- **Records provided**
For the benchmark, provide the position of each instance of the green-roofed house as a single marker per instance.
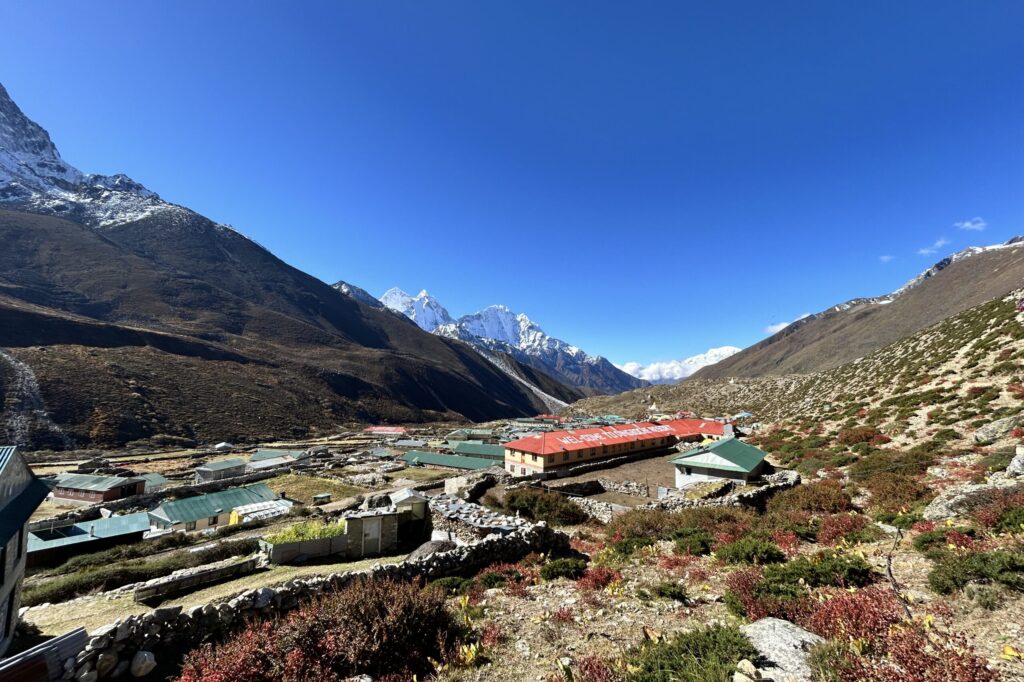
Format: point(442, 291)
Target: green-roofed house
point(269, 454)
point(207, 511)
point(90, 488)
point(727, 458)
point(421, 458)
point(483, 450)
point(20, 494)
point(220, 470)
point(50, 545)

- **Goal**
Copy the rows verbatim from the beginning through the line containing "point(20, 494)", both ends included, and omit the picture from your output.

- **Final result**
For the benchmark, provide the position of each instance of the green-roofed house as a single marker per instance.
Format: point(442, 291)
Target: green-roofed house
point(269, 454)
point(207, 511)
point(90, 488)
point(727, 458)
point(421, 458)
point(483, 450)
point(20, 494)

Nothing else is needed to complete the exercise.